### [What to work on]
The records that follow are to be transcribed word for word.

### [Stored data entries]
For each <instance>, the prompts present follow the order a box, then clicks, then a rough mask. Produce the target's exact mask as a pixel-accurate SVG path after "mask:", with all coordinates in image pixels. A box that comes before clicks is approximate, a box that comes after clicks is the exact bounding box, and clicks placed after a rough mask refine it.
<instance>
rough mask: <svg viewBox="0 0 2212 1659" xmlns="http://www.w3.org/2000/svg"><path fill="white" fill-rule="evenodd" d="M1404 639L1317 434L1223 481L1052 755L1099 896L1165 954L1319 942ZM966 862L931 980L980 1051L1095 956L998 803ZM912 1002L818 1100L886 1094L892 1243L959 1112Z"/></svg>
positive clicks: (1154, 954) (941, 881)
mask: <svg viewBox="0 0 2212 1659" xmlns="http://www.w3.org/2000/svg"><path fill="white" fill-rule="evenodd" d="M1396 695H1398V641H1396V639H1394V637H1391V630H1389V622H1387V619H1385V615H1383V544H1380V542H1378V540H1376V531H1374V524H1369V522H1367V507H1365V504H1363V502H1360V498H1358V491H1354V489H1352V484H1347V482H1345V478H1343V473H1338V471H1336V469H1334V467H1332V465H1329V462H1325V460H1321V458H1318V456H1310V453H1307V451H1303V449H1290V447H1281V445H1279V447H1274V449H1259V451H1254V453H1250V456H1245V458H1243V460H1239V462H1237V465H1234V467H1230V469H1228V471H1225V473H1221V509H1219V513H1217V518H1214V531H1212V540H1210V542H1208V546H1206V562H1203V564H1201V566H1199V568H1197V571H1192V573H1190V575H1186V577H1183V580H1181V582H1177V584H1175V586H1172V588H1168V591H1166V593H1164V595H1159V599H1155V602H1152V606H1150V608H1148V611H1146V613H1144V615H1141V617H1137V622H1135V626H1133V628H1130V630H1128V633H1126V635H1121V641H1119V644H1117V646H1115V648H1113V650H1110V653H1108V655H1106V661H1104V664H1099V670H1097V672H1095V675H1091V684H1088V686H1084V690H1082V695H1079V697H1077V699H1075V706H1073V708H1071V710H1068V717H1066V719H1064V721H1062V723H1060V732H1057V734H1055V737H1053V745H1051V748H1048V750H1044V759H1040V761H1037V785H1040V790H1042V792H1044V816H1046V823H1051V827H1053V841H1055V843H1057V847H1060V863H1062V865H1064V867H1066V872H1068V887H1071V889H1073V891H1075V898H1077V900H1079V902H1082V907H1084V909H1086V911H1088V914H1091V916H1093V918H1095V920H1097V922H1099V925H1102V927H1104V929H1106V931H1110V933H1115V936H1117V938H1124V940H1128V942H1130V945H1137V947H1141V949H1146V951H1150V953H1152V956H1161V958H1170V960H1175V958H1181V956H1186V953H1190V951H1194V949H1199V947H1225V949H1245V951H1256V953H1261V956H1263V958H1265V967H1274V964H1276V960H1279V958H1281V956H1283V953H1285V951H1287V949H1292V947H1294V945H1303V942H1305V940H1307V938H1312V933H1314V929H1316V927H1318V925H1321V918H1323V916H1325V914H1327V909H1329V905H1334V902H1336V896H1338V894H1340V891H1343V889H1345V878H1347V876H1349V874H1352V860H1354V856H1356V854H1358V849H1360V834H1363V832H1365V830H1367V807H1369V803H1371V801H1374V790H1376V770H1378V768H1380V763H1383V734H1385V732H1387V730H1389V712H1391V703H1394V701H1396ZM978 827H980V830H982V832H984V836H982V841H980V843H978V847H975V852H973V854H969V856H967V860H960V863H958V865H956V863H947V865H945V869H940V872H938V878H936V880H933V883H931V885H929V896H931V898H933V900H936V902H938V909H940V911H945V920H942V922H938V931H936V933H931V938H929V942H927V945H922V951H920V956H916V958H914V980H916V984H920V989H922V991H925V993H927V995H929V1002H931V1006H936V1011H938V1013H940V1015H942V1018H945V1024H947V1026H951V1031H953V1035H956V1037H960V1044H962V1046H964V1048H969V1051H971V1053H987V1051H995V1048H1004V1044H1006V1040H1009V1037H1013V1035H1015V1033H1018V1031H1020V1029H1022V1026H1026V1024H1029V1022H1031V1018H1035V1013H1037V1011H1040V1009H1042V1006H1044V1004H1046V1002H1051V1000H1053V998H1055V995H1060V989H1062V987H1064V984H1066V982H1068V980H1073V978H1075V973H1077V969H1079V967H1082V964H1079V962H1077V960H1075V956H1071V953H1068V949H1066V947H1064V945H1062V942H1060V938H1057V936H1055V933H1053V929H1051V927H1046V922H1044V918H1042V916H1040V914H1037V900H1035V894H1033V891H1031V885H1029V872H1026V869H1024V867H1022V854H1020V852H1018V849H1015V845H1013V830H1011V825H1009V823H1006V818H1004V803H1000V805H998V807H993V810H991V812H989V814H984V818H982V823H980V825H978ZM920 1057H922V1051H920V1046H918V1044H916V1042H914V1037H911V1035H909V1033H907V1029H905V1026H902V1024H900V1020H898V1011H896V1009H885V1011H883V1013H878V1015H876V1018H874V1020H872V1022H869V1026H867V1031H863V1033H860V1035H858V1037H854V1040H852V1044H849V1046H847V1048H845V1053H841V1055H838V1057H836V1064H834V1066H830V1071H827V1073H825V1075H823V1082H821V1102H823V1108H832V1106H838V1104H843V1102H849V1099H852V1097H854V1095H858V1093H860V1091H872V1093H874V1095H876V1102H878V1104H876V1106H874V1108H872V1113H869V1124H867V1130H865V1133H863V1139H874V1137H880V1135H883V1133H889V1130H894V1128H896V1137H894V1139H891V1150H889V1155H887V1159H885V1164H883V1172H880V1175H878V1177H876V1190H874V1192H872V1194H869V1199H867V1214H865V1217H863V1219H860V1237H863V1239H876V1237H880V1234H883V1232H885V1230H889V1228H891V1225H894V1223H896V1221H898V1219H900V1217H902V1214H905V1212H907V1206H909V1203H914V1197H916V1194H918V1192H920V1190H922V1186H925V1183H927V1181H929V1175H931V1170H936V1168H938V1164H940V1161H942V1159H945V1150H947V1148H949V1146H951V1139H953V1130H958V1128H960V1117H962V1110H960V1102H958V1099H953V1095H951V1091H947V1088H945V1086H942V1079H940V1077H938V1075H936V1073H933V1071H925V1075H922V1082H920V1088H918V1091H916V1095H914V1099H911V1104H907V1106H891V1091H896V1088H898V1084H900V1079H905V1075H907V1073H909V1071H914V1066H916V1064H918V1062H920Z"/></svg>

### [Written answer]
For each <instance>, the prompts present follow the order a box, then clicks, then a rough mask. Produce the target's exact mask as a pixel-accurate SVG path after "mask:", with all coordinates in image pixels. A box that comes before clicks is approximate, a box that comes after clicks is the exact bounding box, and clicks placed after a rough mask refine it.
<instance>
rough mask: <svg viewBox="0 0 2212 1659" xmlns="http://www.w3.org/2000/svg"><path fill="white" fill-rule="evenodd" d="M1404 639L1317 434L1223 481L1052 755L1099 896L1165 954L1319 942ZM966 862L931 980L980 1051L1095 956L998 803ZM912 1002L818 1100L886 1094L892 1243L959 1112Z"/></svg>
positive clicks: (1154, 954) (941, 881)
mask: <svg viewBox="0 0 2212 1659" xmlns="http://www.w3.org/2000/svg"><path fill="white" fill-rule="evenodd" d="M1396 695H1398V641H1396V639H1394V637H1391V630H1389V622H1387V619H1385V615H1383V544H1380V542H1378V540H1376V531H1374V524H1369V522H1367V507H1365V504H1363V502H1360V498H1358V491H1354V489H1352V484H1347V482H1345V478H1343V473H1338V471H1336V469H1334V467H1332V465H1329V462H1325V460H1321V458H1318V456H1310V453H1307V451H1303V449H1290V447H1281V445H1279V447H1274V449H1259V451H1254V453H1250V456H1245V458H1243V460H1239V462H1237V465H1234V467H1230V469H1228V471H1225V473H1221V509H1219V513H1217V518H1214V531H1212V540H1210V542H1208V546H1206V562H1203V564H1201V566H1199V568H1197V571H1192V573H1190V575H1186V577H1183V580H1181V582H1177V584H1175V586H1172V588H1168V591H1166V593H1164V595H1159V599H1155V602H1152V606H1150V608H1148V611H1146V613H1144V615H1141V617H1137V622H1135V626H1133V628H1130V630H1128V633H1126V635H1121V641H1119V644H1117V646H1115V648H1113V650H1110V653H1108V655H1106V661H1104V664H1099V670H1097V672H1095V675H1091V684H1088V686H1084V690H1082V695H1079V697H1077V699H1075V706H1073V708H1071V710H1068V717H1066V719H1064V721H1062V723H1060V732H1057V734H1055V737H1053V745H1051V748H1048V750H1044V759H1040V761H1037V785H1040V790H1042V792H1044V816H1046V823H1051V827H1053V841H1055V843H1057V847H1060V863H1062V865H1064V867H1066V872H1068V887H1071V889H1073V891H1075V898H1077V900H1079V902H1082V907H1084V909H1086V911H1088V914H1091V916H1093V918H1095V920H1097V922H1099V925H1102V927H1104V929H1106V931H1110V933H1115V936H1117V938H1124V940H1128V942H1130V945H1137V947H1141V949H1146V951H1150V953H1152V956H1161V958H1170V960H1175V958H1181V956H1186V953H1190V951H1194V949H1199V947H1225V949H1245V951H1256V953H1261V956H1263V958H1265V967H1274V964H1276V960H1279V958H1281V956H1283V953H1285V951H1287V949H1292V947H1294V945H1303V942H1305V940H1307V938H1312V933H1314V929H1316V927H1318V925H1321V918H1323V916H1325V914H1327V909H1329V905H1334V902H1336V896H1338V894H1340V891H1343V889H1345V878H1347V876H1349V874H1352V860H1354V856H1356V854H1358V849H1360V834H1363V832H1365V830H1367V807H1369V803H1371V801H1374V790H1376V770H1378V768H1380V763H1383V734H1385V732H1387V730H1389V712H1391V703H1394V701H1396ZM978 827H980V830H982V832H984V836H982V841H980V843H978V847H975V852H973V854H969V856H967V860H960V863H958V865H956V863H947V865H945V869H940V872H938V878H936V880H933V883H931V885H929V896H931V898H933V900H936V902H938V909H940V911H945V920H942V922H938V931H936V933H931V938H929V942H927V945H922V951H920V956H916V958H914V980H916V984H920V989H922V991H925V993H927V995H929V1002H931V1006H936V1011H938V1013H940V1015H942V1018H945V1024H947V1026H951V1031H953V1035H956V1037H960V1044H962V1046H964V1048H969V1051H971V1053H987V1051H995V1048H1004V1044H1006V1040H1009V1037H1013V1035H1015V1033H1018V1031H1020V1029H1022V1026H1026V1024H1029V1022H1031V1018H1035V1013H1037V1011H1040V1009H1042V1006H1044V1004H1046V1002H1051V1000H1053V998H1055V995H1060V989H1062V987H1064V984H1066V982H1068V980H1073V978H1075V973H1077V969H1079V967H1082V964H1079V962H1077V960H1075V956H1071V953H1068V949H1066V947H1064V945H1062V942H1060V938H1057V936H1055V933H1053V929H1051V927H1046V922H1044V918H1042V916H1040V914H1037V900H1035V894H1033V891H1031V885H1029V872H1026V869H1024V867H1022V854H1020V852H1018V849H1015V845H1013V830H1011V825H1009V823H1006V818H1004V803H1000V805H998V807H993V810H991V812H989V814H984V818H982V823H980V825H978ZM920 1057H922V1051H920V1046H918V1044H916V1042H914V1037H911V1035H909V1033H907V1029H905V1026H902V1024H900V1020H898V1011H896V1009H885V1011H883V1013H878V1015H876V1018H874V1020H872V1022H869V1026H867V1031H863V1033H860V1035H858V1037H854V1040H852V1044H849V1046H847V1048H845V1053H841V1055H838V1057H836V1064H834V1066H830V1071H827V1073H825V1075H823V1082H821V1102H823V1108H832V1106H838V1104H843V1102H849V1099H852V1097H854V1095H858V1093H860V1091H872V1093H874V1095H876V1102H878V1104H876V1106H874V1108H872V1113H869V1124H867V1130H865V1133H863V1139H874V1137H880V1135H883V1133H889V1130H894V1128H896V1137H894V1139H891V1150H889V1155H887V1159H885V1164H883V1172H880V1175H878V1177H876V1190H874V1192H872V1194H869V1199H867V1214H865V1217H863V1219H860V1237H863V1239H876V1237H880V1234H883V1232H885V1230H889V1228H891V1225H894V1223H896V1221H898V1219H900V1217H902V1214H905V1212H907V1206H909V1203H914V1197H916V1194H918V1192H920V1190H922V1186H925V1183H927V1181H929V1175H931V1170H936V1168H938V1164H940V1161H942V1159H945V1150H947V1148H949V1146H951V1139H953V1130H958V1128H960V1117H962V1110H960V1102H958V1099H953V1095H951V1091H947V1088H945V1086H942V1079H940V1077H938V1075H936V1073H933V1071H925V1075H922V1082H920V1088H918V1091H916V1095H914V1099H911V1104H907V1106H891V1091H896V1088H898V1084H900V1079H905V1075H907V1073H909V1071H914V1066H916V1064H918V1062H920Z"/></svg>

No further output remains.